▸ TEKS BACAAN
______________________________
Selang beberapa bulan sejak beliau bermukim di Gunung Bitung, masyarakat mulai mengetahui bahwa di Gunung Bitung ada seorang Resi Mumpuni, sehingga mereka tertarik untuk berguru pada beliau.
Berita itu tersebar kemana mana, sehingga tak hanya masyarakat sekitar Gunung Bitung saja yang ingin berguru pada beliau, tetapi dari dareah lain pun berdatangan, sehingga dibuatlah “Padepokan” (tempat berguru) dengan nama "Mandala Gunung Bitung". Dari situlah Sang Bhatara Ghunung Bitung memperoleh gelar Dang Upacaka Agung Budhayana Sarwastiwada. Atau kurang lebih berarti “Sang Pengamal Agung Ajaran Budha Sarwastiwada.”
______________________________
▸ TUGAS DAN LATIHAN
1. Apakah setiap pernyataan ini sesuai dengan teks tentang Gunung Bitung: (a) Masyarakat mengetahui keberadaan sang resi segera setelah ia tiba di Gunung Bitung; (b) Hanya masyarakat sekitar Gunung Bitung yang ingin berguru kepadanya; (c) Sang Bhatara Ghunung Bitung memperoleh gelar Dang Upacaka Agung Budhayana Sarwastiwada? Jawab ya atau tidak untuk tiap pernyataan, sertakan kutipan persis kata-kata penentunya.
2. Tukarlah "Resi Mumpuni" dengan "Pertapa Sakti" pada bagian teks tentang Gunung Bitung yang bermula dari "Selang beberapa bulan" dan berakhir pada "berguru pada beliau.", lalu tuliskan bagian itu kembali.
3. Lanjutkan teks tentang Gunung Bitung mulai dari kalimat terakhirnya.
Daftar di bawah ini diambil dari sumber yang berbeda.

▸ DATA YANG TERSEDIA
______________________________
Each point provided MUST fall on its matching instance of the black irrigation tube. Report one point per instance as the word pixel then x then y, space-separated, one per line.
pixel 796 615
______________________________
▸ KUNCI JAWABAN
1.
(a) Tidak: "Selang beberapa bulan sejak beliau bermukim di Gunung Bitung"
(b) Tidak: "tak hanya masyarakat sekitar Gunung Bitung saja yang ingin berguru pada beliau"
(c) Ya: "Dari situlah Sang Bhatara Ghunung Bitung memperoleh gelar Dang Upacaka Agung Budhayana Sarwastiwada"

2.
Selang beberapa bulan sejak beliau bermukim di Gunung Bitung, masyarakat mulai mengetahui bahwa di Gunung Bitung ada seorang Pertapa Sakti, sehingga mereka tertarik untuk berguru pada beliau.

3.
Pada kesehariannya Raden Sudhayasa tak hanya mumpuni dalam mengamalkan ajarannya, tapi piawai juga dalam kepemimpinan dan ilmu ketata negaraan . hingga para pengikutnyapun mengangkat beliau menjadi pemimpin dalam hal ber masyarakat. Dan mengangkat beliau menjadi seorang raja dengan gelar Raja Guru Bathara Ghunung Bitung.
Setelah beliau menikah beliau makin mengmbangkan ajarannya. Dan kepemimpinannya pun sangat dirasakan adil pramapta oleh pengikutnya. Karena semakin hari semakin banyak pengikutnya , beliau memindahkan padepokannya ke sebuah daerah dekat danau yang bernama Situ Sanghiyang (sekarang terletak di Kec Banjaran Kab Majalengka) . Yang kemudian diberi nama Wewengkon “Talaga” (daerah dekat danau).
Disitulah beliau membangun padepokan sekaligus tempat untuk mengatur tata pemerintahan yang dibantu oleh para putra putrinya.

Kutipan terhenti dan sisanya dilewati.